▶ **Problem description**: Take all the material and copy it exactly.

Data records:
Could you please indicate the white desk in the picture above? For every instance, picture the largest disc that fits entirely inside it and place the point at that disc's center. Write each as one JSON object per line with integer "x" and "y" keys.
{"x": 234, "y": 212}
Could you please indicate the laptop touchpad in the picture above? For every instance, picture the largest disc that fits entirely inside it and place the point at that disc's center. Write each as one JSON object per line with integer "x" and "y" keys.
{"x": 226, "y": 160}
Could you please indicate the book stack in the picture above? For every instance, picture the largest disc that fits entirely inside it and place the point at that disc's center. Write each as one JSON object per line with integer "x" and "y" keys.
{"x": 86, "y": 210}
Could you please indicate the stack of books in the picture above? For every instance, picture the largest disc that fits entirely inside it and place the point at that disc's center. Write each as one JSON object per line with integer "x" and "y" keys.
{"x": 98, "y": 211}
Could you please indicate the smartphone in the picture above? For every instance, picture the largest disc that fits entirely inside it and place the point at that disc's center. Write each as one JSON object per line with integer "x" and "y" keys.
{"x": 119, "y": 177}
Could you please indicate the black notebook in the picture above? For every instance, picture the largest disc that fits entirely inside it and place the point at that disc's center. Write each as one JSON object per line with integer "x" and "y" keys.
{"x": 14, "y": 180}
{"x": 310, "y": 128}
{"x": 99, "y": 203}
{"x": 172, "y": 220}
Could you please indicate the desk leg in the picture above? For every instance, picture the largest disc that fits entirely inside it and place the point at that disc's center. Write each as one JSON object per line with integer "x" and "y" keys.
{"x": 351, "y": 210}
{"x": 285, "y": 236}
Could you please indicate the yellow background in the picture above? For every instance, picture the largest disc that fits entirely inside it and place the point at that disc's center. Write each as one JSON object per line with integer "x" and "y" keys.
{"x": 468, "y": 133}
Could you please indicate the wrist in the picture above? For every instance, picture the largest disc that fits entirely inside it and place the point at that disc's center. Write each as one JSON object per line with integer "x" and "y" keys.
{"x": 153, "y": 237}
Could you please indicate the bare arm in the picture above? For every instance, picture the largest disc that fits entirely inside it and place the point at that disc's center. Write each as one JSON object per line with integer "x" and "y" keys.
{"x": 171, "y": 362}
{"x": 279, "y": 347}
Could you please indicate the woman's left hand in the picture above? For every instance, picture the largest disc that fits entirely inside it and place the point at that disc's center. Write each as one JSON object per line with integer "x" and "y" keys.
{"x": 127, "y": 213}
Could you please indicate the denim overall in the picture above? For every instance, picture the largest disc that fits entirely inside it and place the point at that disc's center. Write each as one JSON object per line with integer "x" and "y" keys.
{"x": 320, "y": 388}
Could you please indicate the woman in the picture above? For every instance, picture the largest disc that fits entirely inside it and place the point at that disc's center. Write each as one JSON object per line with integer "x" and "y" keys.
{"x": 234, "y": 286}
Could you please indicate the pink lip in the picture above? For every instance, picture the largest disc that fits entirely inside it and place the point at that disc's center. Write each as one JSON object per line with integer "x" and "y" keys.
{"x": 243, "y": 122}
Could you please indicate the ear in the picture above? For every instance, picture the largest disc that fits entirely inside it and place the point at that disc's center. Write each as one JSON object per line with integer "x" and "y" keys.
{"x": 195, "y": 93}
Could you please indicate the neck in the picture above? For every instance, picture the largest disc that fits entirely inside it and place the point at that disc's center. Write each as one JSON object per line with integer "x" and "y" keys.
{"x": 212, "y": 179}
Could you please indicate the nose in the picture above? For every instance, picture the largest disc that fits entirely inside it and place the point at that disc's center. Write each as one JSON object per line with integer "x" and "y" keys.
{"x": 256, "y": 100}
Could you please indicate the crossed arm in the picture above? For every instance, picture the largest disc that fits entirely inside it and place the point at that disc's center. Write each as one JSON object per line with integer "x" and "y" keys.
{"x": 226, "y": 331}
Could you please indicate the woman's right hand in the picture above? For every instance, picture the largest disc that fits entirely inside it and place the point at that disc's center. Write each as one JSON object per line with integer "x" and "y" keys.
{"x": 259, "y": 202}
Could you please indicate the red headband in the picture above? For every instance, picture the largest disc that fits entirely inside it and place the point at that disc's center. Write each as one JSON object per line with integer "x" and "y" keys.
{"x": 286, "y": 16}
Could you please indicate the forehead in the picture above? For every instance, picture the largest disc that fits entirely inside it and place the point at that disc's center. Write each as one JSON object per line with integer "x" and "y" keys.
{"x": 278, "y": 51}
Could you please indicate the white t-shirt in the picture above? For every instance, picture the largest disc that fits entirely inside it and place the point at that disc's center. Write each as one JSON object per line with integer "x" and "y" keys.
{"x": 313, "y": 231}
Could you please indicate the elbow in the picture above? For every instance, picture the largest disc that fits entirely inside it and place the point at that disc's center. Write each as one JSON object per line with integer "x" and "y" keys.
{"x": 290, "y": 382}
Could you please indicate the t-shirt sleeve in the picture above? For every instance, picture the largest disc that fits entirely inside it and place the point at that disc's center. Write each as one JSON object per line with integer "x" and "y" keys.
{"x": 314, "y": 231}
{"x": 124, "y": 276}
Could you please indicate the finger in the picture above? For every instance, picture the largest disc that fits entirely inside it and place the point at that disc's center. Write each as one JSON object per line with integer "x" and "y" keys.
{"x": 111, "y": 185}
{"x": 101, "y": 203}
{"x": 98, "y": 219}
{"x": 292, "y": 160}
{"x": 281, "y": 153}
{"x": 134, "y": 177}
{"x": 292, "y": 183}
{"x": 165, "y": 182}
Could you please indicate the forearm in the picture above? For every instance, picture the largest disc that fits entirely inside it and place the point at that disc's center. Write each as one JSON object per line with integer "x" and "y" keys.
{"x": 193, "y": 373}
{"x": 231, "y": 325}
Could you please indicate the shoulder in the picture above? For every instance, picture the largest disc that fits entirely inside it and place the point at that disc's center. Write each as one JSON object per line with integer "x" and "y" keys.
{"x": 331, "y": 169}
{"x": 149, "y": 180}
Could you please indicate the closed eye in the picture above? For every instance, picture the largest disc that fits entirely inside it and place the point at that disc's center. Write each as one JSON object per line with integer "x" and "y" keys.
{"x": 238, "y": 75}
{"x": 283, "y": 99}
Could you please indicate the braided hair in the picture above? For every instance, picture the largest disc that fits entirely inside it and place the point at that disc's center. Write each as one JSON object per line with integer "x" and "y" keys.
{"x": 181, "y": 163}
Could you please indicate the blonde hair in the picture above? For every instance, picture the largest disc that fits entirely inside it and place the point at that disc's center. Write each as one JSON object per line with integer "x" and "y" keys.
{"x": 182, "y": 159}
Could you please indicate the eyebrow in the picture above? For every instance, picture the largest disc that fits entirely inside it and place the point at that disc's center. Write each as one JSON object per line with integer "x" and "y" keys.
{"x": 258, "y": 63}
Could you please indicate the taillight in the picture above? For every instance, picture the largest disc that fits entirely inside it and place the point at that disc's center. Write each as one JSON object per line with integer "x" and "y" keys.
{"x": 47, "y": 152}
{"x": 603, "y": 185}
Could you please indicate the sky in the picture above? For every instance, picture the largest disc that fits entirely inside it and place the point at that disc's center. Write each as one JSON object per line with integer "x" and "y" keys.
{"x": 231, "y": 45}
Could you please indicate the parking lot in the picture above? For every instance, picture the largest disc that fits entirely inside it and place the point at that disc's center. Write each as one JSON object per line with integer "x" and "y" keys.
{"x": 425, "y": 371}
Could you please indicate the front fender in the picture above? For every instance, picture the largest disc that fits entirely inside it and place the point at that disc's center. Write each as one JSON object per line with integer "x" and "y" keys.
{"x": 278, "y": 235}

▶ **Answer for this exercise**:
Could you please indicate the white desk in the picture above? For every instance, picture the largest disc that fits entirely inside it and place the point at that disc's center. Write each as one JSON object per line with integer "x" and "y" keys.
{"x": 234, "y": 212}
Could you please indicate the laptop touchpad in the picture above? For every instance, picture the largest disc that fits entirely inside it and place the point at that disc's center. Write each as one JSON object per line with integer "x" and "y" keys.
{"x": 226, "y": 160}
Could you please indicate the book stack in the picture above? For every instance, picture the largest disc that fits entirely inside it and place the point at that disc's center. Write each as one JSON object per line with integer "x" and "y" keys.
{"x": 86, "y": 210}
Could you please indicate the stack of books in the picture above? For every instance, picture the largest disc that fits entirely inside it and place the point at that disc's center. Write each as one JSON object per line with integer "x" and "y" keys.
{"x": 98, "y": 211}
Could you please indicate the smartphone in the picture above? For every instance, picture the largest disc that fits entirely inside it and place the point at that disc's center. Write each as one JSON object per line with integer "x" and "y" keys.
{"x": 119, "y": 177}
Could you please indicate the black notebook in the picture above? For every instance, picture the largest disc that fits entirely inside it and place the point at that disc's center. Write each as one JSON object per line with integer "x" and "y" keys.
{"x": 14, "y": 180}
{"x": 310, "y": 128}
{"x": 99, "y": 203}
{"x": 172, "y": 220}
Could you please indicate the desk leg in the picture above? For every instance, picture the largest disc that fits entirely inside it and place the point at that disc's center. Write each as one JSON object per line with integer "x" and "y" keys.
{"x": 351, "y": 210}
{"x": 285, "y": 236}
Could you please indicate the yellow background in the picture above? For every instance, picture the largest disc that fits entirely inside it and place the point at that disc's center. Write each as one JSON object per line with integer "x" and "y" keys.
{"x": 468, "y": 133}
Could you please indicate the wrist in the picture above? For every instance, picture the largest disc that fits entirely inside it and place the point at that disc's center. Write each as one JSON object per line with integer "x" and "y" keys.
{"x": 153, "y": 237}
Could you please indicate the bare arm in the picture above? For every instance, picture the largest disc that fits entirely inside it and place the point at that disc's center. Write each as one JSON object per line with integer "x" and "y" keys.
{"x": 171, "y": 362}
{"x": 279, "y": 347}
Could you please indicate the woman's left hand in the picture above? For every instance, picture the largest disc that fits entirely inside it and place the point at that disc's center. Write each as one JSON object per line with integer "x" and "y" keys.
{"x": 127, "y": 213}
Could you please indicate the denim overall in the picture above? For every instance, picture the largest disc that fits entirely inside it and place the point at that disc's center. Write each as one JSON object per line with integer "x" and "y" keys.
{"x": 320, "y": 388}
Could you please indicate the woman in the picture above? For every instance, picture the largest disc that fits entirely inside it and place the point at that disc's center. Write each as one JSON object per line with integer "x" and "y" keys.
{"x": 234, "y": 286}
Could you please indicate the pink lip in the picture above? For every instance, picture the largest disc that fits entirely inside it and place the point at that disc's center. Write each as one JSON object per line with integer "x" and "y" keys.
{"x": 243, "y": 122}
Could you please indicate the ear in the picture above? For every instance, picture the largest disc that fits entirely inside it and place the point at that disc's center. Write each as one JSON object per line with integer "x" and "y" keys.
{"x": 195, "y": 93}
Could you please indicate the neck in the picture above? For every instance, picture the largest disc that fits entirely inside it and place the point at that disc's center. Write each as one JSON object per line with integer "x" and "y" keys.
{"x": 212, "y": 179}
Could you please indicate the nose in the picture above? For every instance, picture the largest disc that fits entirely inside it and place the point at that disc's center. Write each as one JSON object per line with integer "x" and "y" keys.
{"x": 256, "y": 100}
Could you please indicate the crossed arm in the picture above? For every instance, picture the largest disc that fits entirely inside it and place the point at that disc's center. Write each as one JSON object per line with integer "x" and "y" keys.
{"x": 226, "y": 331}
Could you please indicate the woman's right hand in the picture above? For every instance, picture the largest disc that fits entirely inside it and place the point at that disc's center. Write each as one JSON object per line with integer "x" and "y" keys.
{"x": 259, "y": 202}
Could you please indicate the red headband in the picture above? For every instance, picture the largest disc that fits entirely inside it and place the point at that disc's center. Write each as one JSON object per line with integer "x" and "y" keys.
{"x": 286, "y": 16}
Could you please indicate the forehead in the picture above? For every instance, picture the largest disc that fits entirely inside it and place the point at that disc's center. Write each as one JSON object per line with integer "x" and "y" keys.
{"x": 278, "y": 51}
Could you please indicate the white t-shirt in the picture above? For every instance, picture the largest disc that fits entirely inside it and place the point at that disc's center. Write each as one JSON object per line with integer "x" and "y" keys.
{"x": 313, "y": 231}
Could you please indicate the elbow in the picture above? For every instance, picture the largest disc that fits entirely inside it and place the point at that disc's center. Write each as one JSON object per line with integer "x" and "y" keys.
{"x": 290, "y": 382}
Could you please indicate the t-shirt sleeve in the picture above? For every instance, picture the largest disc that fits entirely inside it and place the point at that disc's center. Write each as one JSON object per line with integer "x" and "y" keys.
{"x": 314, "y": 231}
{"x": 124, "y": 276}
Could you please indicate the finger in the picture above? For every instance, picture the largest disc that fits entirely inside it and place the point at that disc's center. Write each as one JSON object per line with integer "x" and "y" keys.
{"x": 111, "y": 185}
{"x": 101, "y": 203}
{"x": 98, "y": 219}
{"x": 292, "y": 160}
{"x": 281, "y": 153}
{"x": 134, "y": 177}
{"x": 292, "y": 183}
{"x": 165, "y": 182}
Could you please indicate the forearm in the picture above? For every instance, picture the largest disc that fits entirely inside it and place the point at that disc's center. Write each as one JSON object per line with integer "x" and "y" keys.
{"x": 193, "y": 373}
{"x": 231, "y": 325}
Could you please indicate the shoulder in the picture above? For every instance, picture the largest disc that fits entirely inside it and place the point at that disc's center. Write each as one JSON object per line with integer "x" and "y" keys.
{"x": 331, "y": 169}
{"x": 149, "y": 180}
Could you please indicate the closed eye in the picture above? For every instance, picture the largest disc that fits entirely inside it and place the point at that disc's center. Write each as one JSON object per line with integer "x" and "y" keys.
{"x": 238, "y": 75}
{"x": 283, "y": 99}
Could you please indicate the braided hair in the picture above? For every instance, picture the largest disc that fits entirely inside it and place the point at that disc's center. Write each as one JSON object per line with integer "x" and "y" keys.
{"x": 181, "y": 163}
Could you please indicate the blonde hair in the picture above? For every instance, picture the largest disc that fits entirely inside it and place the point at that disc's center. Write each as one JSON object per line with integer "x" and "y" keys.
{"x": 182, "y": 159}
Could you please indicate the eyebrow in the picture above? For every instance, picture the largest disc that fits entirely inside it and place the point at that disc's center. Write each as one JSON object per line with integer "x" and "y" keys.
{"x": 258, "y": 63}
Could you please indicate the taillight in the picture above? For every instance, picture the largest disc that fits entirely inside it and place the point at that disc's center. Write each as one JSON object per line with integer "x" and "y" keys.
{"x": 47, "y": 152}
{"x": 603, "y": 185}
Could you please indicate the sky in the picture above? For every instance, picture the largest disc that fits entirely inside it and place the point at that disc's center. Write each as one JSON object per line with integer "x" and "y" keys.
{"x": 231, "y": 45}
Could you please indicate the parking lot in the picture above? For every instance, picture the largest disc that fits entirely inside it and place the point at that disc's center. Write each as one JSON object per line with integer "x" and "y" keys.
{"x": 425, "y": 371}
Could you please indicate the front fender in the picture above? For every instance, picture the largest disc that fits entirely inside it and place the point at that disc's center. Write each as one JSON object per line with integer "x" and "y" keys.
{"x": 278, "y": 235}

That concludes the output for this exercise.